[Text segment start]

Can earthquakes be predicted, their destructive impact forewarned?
Most scientists would say no. But if some insistent Chinese bloggers are to be believed, nature provided enough warning to have saved many of those who perished this week.
In the days before the deadly earthquake shook much of mountainous Sichuan Province, their stories go, ponds inexplicably drained, cows flung themselves against their enclosures and swarms of toads invaded the streets of a town that was later devastated by the quake.
"Why did the government ignore the signs?" asked a writer in one chat room. "Did they not care?"
Some bloggers have lobbed more-pointed accusations, saying that alerts by a local seismology bureau were brushed off by provincial officials. The claim has been largely debunked, but that has not stopped the spread of rumors and tall tales, some of which are proving nettlesome to the ruling Communist Party as it grapples with China's most calamitous disaster in a generation.



When a reporter asked about the rumors during a government news conference being shown live on state television Tuesday, the broadcast quickly switched to stock film of rescue efforts. When it returned to the news conference, the questions had become benign.


Later that day, officials announced the arrest of four people for spreading quake-related rumors on the Web and said they would be punished, although they did not describe the punishment or nature of the rumors.
Lest any doubters remain, the state-run Xinhua news agency ran an article on Wednesday featuring Zhang Xiaodong, a scientist at the China Earthquake Networks center, who said that seismologists, contrary to popular belief, could not accurately predict natural disasters.
"We haven't passed the test of earthquake forecasting," he said.
In China, the belief in omens and portents, often rooted in ancient cosmology, is widely held, even by the worldly and well educated. This is a culture, after all, that cherishes lucky numbers, eschews sounds that can be misconstrued as the word for death and places great value in feng shui, the practice of carefully arranging furniture and buildings to bring happiness and health.

[Text segment end]
[Provided data start]

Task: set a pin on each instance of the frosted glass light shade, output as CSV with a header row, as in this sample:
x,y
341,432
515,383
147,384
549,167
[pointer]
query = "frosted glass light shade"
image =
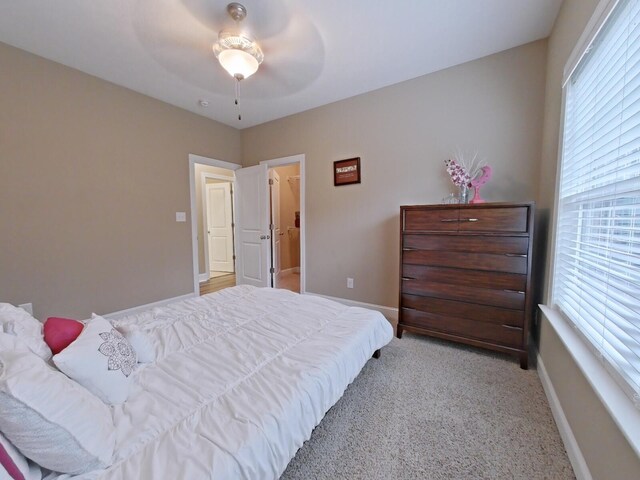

[Provided data end]

### Directives
a) Do these statements agree with the text about earthquake rumors in China? (i) Officials announced the arrest of four people for spreading rumors about the quake online. (ii) Zhang Xiaodong said that seismologists could accurately predict natural disasters. (iii) The claim that provincial officials brushed off alerts from a local seismology bureau has been confirmed. Answer yes or no for each, quoting the deciding words of the text.
b) Please update the whole listing by replacing "frosted glass light shade" with "glass lamp shade" and leaving everything else unchanged. Omit the pictures from your answer.
The text and the listing come from unrelated sources.

### Responses to the exercise
a)
(i) Yes: "officials announced the arrest of four people for spreading quake-related rumors on the Web"
(ii) No: "seismologists, contrary to popular belief, could not accurately predict natural disasters"
(iii) No: "The claim has been largely debunked"

b)
Task: set a pin on each instance of the glass lamp shade, output as CSV with a header row, as in this sample:
x,y
341,432
515,383
147,384
549,167
[pointer]
query = "glass lamp shade"
image =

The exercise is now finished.